SOURCE TEXT
-*-
So how does Iran fit into this equation? Iran’s strong ties with Venezuela are well known and Tehran would likely have no qualms in providing Caracas both heavy and light weaponry. Although Chavez’s rhetoric has alarmed some, his hostility towards the United States will not extend past words and economic actions, such as making life more difficult for US companies operating in the Orinoco belt, and would not proactively engage in conventional military action against the United States or its interests in Latin America. As such, Washington’s greatest security threat to its interests in Colombia lie in the Tri-Border Region, an ungoverned pocket of space that falls under the territorial jurisdiction of Brazil, Argentina, and Paraguay. In this lawless area lives a substantial Arab diaspora of mostly Lebanese descent and is home to a branch of Hezbollah, the Lebanon-based Sunni Islamist group that has been blamed for attacks on Jewish/Israeli targets in Argentina and Panama. Further, it has been claimed that Hezbollah attacks in Ecuador, Paraguay, Uruguay, Argentina, and even Canada have been foiled by intelligence and law enforcement agencies.
-*-
TASK 1
Answer these questions from the excerpt on Iran and Venezuela:
(a) Which three countries hold territorial jurisdiction over the Tri-Border Region?
(b) In which area are the US companies mentioned said to operate?
(c) In which two countries has Hezbollah been blamed for attacks on Jewish/Israeli targets?
TASK 2
Decide whether each statement agrees with the excerpt on Iran and Venezuela. Answer yes or no and quote the words that settle it.
(a) Chavez would proactively engage in conventional military action against the United States.
(b) The Arab diaspora in the Tri-Border Region is mostly of Lebanese descent.
(c) Canada is among the countries where Hezbollah attacks are claimed to have been foiled.
TASK 3
Translate this sentence from the excerpt on Iran and Venezuela into Spanish: "Iran’s strong ties with Venezuela are well known and Tehran would likely have no qualms in providing Caracas both heavy and light weaponry."
Rely only on the excerpt above, with no outside knowledge.

DATA BELOW
-*-
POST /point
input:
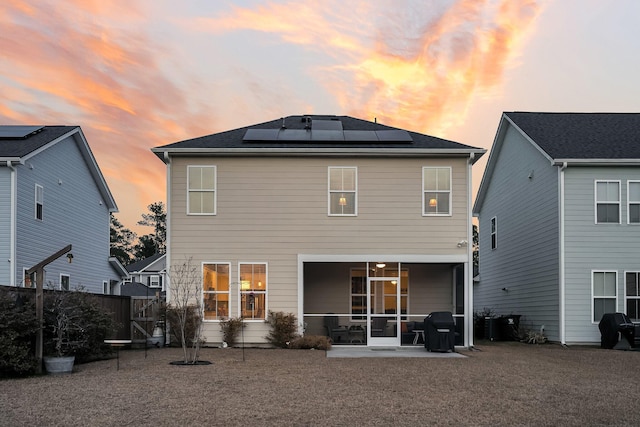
-*-
YOUR SOLUTION 1
(a) Brazil, Argentina, and Paraguay.
(b) The Orinoco belt.
(c) Argentina and Panama.

YOUR SOLUTION 2
(a) No: "would not proactively engage in conventional military action against the United States or its interests in Latin America"
(b) Yes: "a substantial Arab diaspora of mostly Lebanese descent"
(c) Yes: "Hezbollah attacks in Ecuador, Paraguay, Uruguay, Argentina, and even Canada have been foiled by intelligence and law enforcement agencies"

YOUR SOLUTION 3
Los sólidos lazos de Irán con Venezuela son bien conocidos, y es probable que Teherán no tuviera reparos en proporcionar a Caracas armamento tanto pesado como ligero.